En amont, elles ont identifié les mères ou gardiennes du district avec des enfants en bas âge, sont allées les voir pour les inciter à participer aux animations et séances de dépistage. Elles mettent en avant toute l’attention et la vigilance particulière dont les mères doivent faire preuve vis-à-vis de leurs enfants face au risque omniprésent de malnutrition.

Dans un second temps, elles ont expliqué aux bénéficiaires présentes la préparation d’une poudre enrichie : le LHS.

Mélange composé de lait en poudre entier, d’huile et de sucre.

La recette :

– 6 doses de lait entier en poudre

– 2 doses de sucre

– 1 dose d’huile d’arachide.

Mariétou a proposé un moyen mnémotechnique pour retenir le dosage (621). Elle a fait participer les bénéficiaires en leur posant régulièrement des questions, meilleur moyen de voir si elles ont compris et retenu les conseils prodigués.

Le mélange donne une poudre, comme la poudre de lait, avec des propriétés de conservation intéressantes, mais surtout il est plus économique !

Dans ce quartier, les familles sont défavorisées et le lait en poudre enrichi pour nourrissons, en remplacement du lait maternel, coûte cher (3500 Fcfa/boîte soit environ 5 €).

Le LHS se dilue avec de l’eau et complète voire se substitue aux repas de l’enfant, jusqu’à une reprise de poids correcte.

Les femmes-relais ont expliqué sa préparation et son utilité à l’aide de dessins, ce qui a rendu l’animation plus attractive et les bénéficiaires ont plus participé.

La “posologie” du LHS est de 1 à 2x/jour, sous forme de biberon.

Cependant, il peut être conseillé de le donner en fonction des besoins de l’enfant.

Pour un enfant sous-nutris, le ratio LHS/eau = 1 dose de LHS pour 4 doses d’eau.

Si l’enfant présente des diarrhées (très fréquent avec le manque d’hygiène et de salubrité de l’eau), le ratio LHS/eau = 1 dose de LHS pour 7 doses d’eau.

Lorsque des enfants malnutris sont confiés au FARNE, les femmes-relais conçoivent une renutrition à partir de ce LHS mais aussi avec l’aide de préparations culinaires enrichies telles que :

– le “Thioura Guenté”, plat à base de riz, poudre d’arachide, beurre (ou huile d’arachide), lait entier, sucre

– le “Makhale” contenant du poulet haché, riz, huile d’arachide (ou avec du poisson)

– la bouillie réalisée avec du mil, jaune d’oeuf, huile d’arachide, sucre et sel (ou avec pâte d’arachide)

 

 

Démonstration culinaire

 

Au cours de cette session, une préparation culinaire devait être confectionnée. La ponctualité et l’assiduité des mères n’étant pas toujours de rigueur, le temps imparti n’a pas suffi.

Les femmes relais avaient anticipé la situation et déjà préparé au préalable le plat prévu pour l’animation, ce jour-là le Thioura Guenté.

Joli moment de partage entre les mères et leurs enfants qui dégustent ensemble la préparation. Servi chaud, il est sucré et “bourratif”, il rappelle légèrement le riz au lait.

[QUESTIONS À TRAITER]:
a) Dites si chaque affirmation est d'accord avec l'extrait choisi, par oui ou non, en citant les mots du texte qui tranchent : (i) la recette du LHS compte 6 doses de lait entier en poudre pour 2 doses de sucre ; (ii) pour un enfant qui a la diarrhée, on met 1 dose de LHS pour 4 doses d'eau ; (iii) le plat préparé d'avance pour l'animation était le Makhale.
b) D'après l'extrait choisi, combien coûte une boîte de lait en poudre enrichi pour nourrissons ?
Les lignes ci-dessous viennent d'une autre source que l'extrait choisi.

[LIGNES FOURNIES]:
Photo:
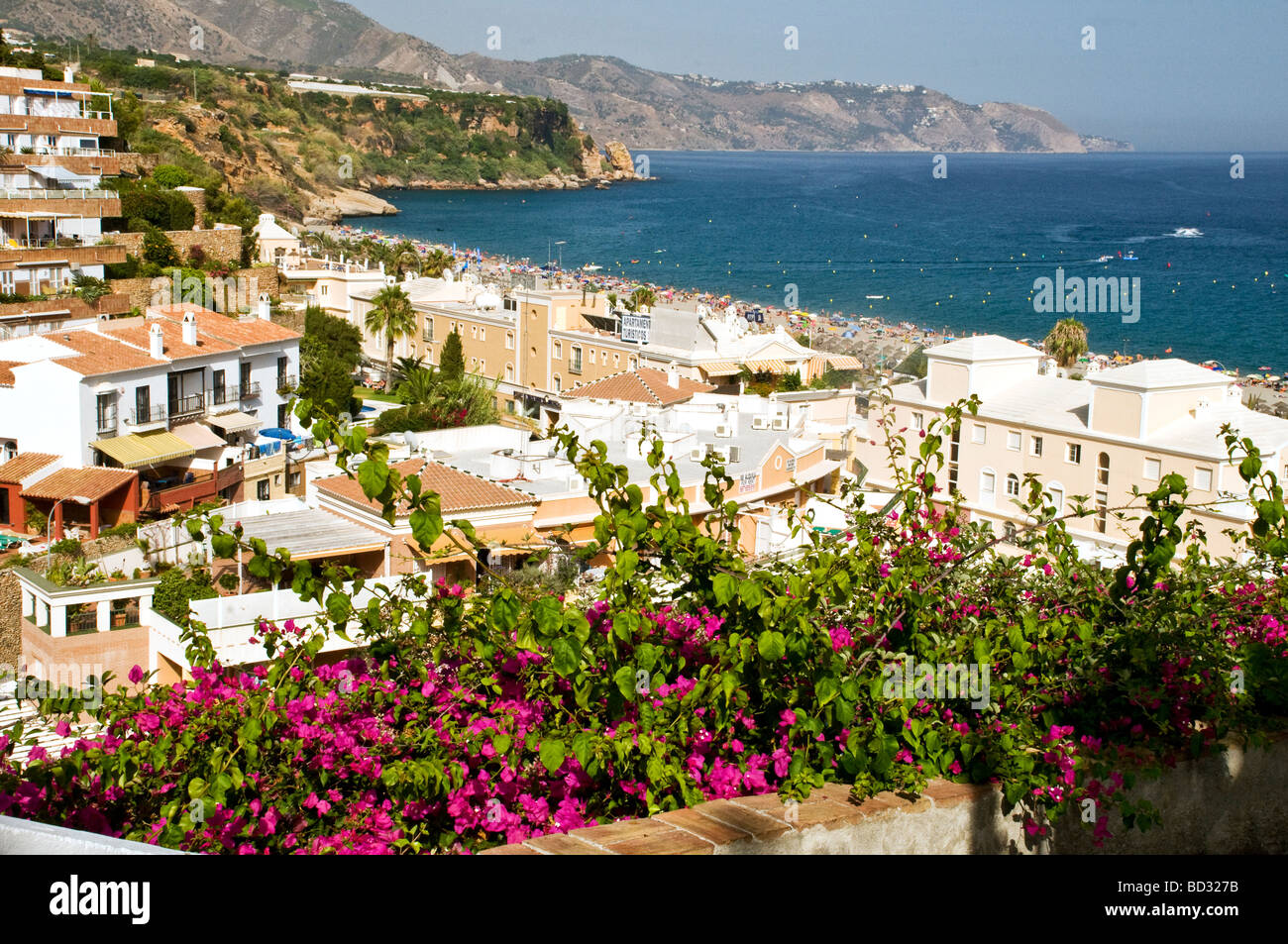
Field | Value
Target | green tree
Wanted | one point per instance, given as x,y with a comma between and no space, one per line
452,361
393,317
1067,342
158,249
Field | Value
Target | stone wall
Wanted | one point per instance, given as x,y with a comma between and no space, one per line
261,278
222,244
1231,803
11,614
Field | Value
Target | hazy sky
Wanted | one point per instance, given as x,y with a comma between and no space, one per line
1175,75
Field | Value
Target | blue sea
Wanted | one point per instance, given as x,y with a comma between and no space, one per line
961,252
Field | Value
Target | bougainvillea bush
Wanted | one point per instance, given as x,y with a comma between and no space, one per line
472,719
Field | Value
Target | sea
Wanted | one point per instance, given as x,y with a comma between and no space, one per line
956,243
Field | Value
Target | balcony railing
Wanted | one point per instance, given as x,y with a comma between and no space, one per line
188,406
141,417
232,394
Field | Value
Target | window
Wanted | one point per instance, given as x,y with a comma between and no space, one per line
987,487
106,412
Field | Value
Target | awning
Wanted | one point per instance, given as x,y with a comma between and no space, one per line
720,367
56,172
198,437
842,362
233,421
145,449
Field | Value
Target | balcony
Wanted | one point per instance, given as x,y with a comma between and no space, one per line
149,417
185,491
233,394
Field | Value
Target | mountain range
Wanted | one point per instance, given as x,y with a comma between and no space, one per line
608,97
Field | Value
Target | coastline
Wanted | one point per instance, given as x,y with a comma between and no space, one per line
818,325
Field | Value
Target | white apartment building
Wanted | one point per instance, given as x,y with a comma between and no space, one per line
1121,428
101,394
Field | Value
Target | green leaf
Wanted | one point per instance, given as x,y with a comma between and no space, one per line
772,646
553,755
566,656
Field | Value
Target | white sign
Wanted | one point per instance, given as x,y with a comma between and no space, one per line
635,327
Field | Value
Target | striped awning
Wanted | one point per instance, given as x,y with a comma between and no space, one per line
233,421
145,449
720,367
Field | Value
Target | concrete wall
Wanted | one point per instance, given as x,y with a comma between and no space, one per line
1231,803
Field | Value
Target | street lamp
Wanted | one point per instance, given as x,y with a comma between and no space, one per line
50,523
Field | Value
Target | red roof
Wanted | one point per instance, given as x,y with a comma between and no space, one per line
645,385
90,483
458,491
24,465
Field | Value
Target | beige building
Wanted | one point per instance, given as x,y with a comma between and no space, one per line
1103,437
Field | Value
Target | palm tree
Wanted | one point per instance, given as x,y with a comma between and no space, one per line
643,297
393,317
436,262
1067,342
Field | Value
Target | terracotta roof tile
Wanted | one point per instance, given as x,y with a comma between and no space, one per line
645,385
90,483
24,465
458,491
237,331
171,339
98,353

* * *

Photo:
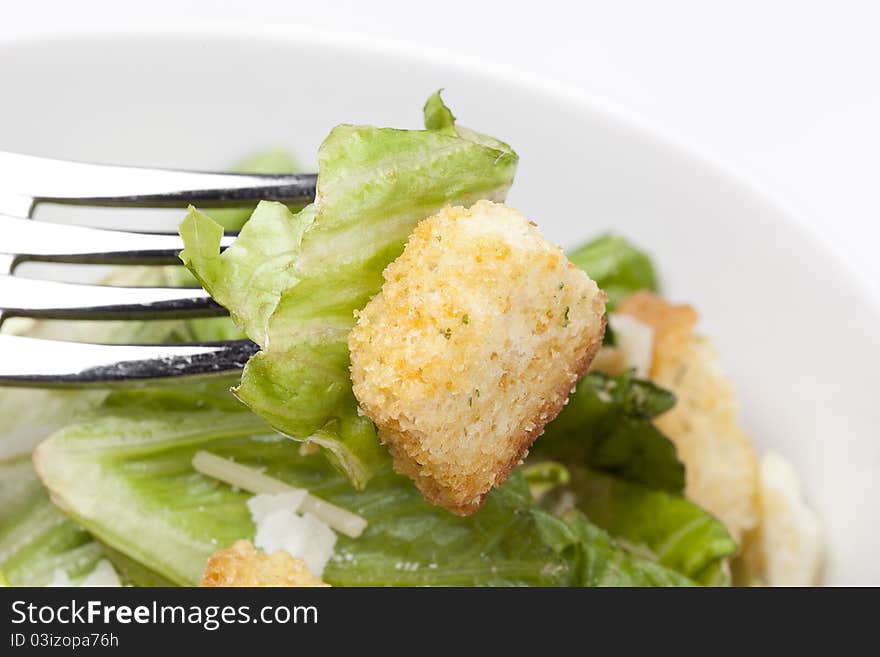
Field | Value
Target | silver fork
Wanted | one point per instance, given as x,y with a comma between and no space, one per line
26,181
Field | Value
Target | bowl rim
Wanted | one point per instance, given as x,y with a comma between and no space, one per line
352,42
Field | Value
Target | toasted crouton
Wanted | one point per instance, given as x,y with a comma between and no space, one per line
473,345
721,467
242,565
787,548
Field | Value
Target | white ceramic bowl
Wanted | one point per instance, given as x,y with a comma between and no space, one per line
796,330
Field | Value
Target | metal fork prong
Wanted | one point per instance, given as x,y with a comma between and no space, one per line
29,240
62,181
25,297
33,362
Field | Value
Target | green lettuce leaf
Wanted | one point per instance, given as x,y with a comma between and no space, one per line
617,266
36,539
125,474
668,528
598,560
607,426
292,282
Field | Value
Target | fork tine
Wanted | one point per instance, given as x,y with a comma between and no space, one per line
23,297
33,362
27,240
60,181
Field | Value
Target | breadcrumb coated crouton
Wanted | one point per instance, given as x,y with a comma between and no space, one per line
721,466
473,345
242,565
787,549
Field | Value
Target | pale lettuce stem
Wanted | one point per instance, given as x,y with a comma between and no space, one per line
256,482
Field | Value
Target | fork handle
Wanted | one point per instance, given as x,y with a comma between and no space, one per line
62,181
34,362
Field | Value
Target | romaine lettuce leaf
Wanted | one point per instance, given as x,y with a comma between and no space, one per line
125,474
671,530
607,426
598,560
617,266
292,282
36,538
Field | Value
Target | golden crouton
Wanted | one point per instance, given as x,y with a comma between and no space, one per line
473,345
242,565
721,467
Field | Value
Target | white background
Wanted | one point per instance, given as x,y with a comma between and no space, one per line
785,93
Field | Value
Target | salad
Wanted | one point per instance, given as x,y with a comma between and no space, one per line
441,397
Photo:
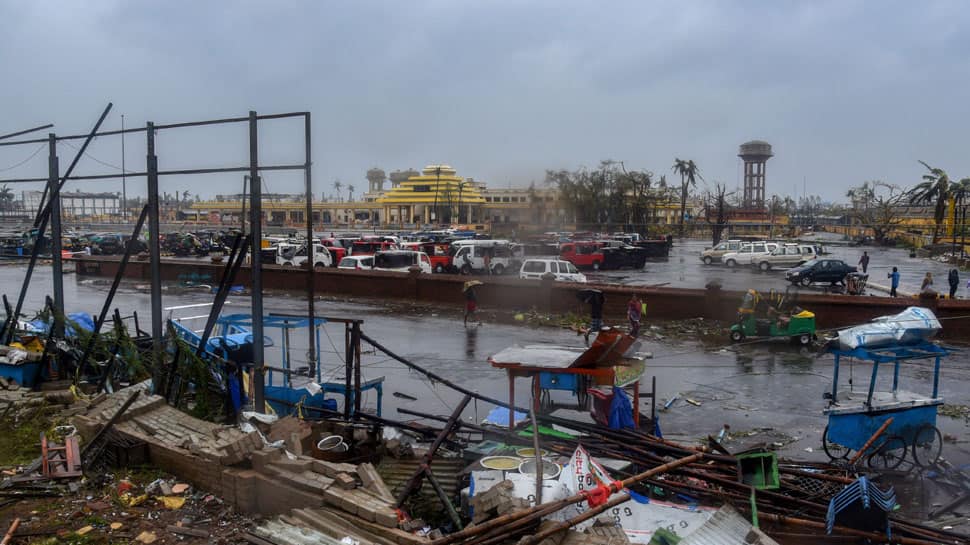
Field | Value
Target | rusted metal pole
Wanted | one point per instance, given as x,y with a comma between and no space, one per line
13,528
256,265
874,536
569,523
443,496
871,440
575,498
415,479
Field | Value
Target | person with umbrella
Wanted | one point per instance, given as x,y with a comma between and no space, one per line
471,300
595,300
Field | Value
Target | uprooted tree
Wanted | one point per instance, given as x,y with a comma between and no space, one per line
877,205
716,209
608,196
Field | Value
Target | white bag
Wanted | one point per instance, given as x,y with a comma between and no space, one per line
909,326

[RÉPONSES DONNÉES]:
a)
(i) Oui : « – 6 doses de lait entier en poudre » et « – 2 doses de sucre ».
(ii) Non : « le ratio LHS/eau = 1 dose de LHS pour 7 doses d’eau ».
(iii) Non : « ce jour-là le Thioura Guenté ».

b) 3500 Fcfa la boîte, soit environ 5 €.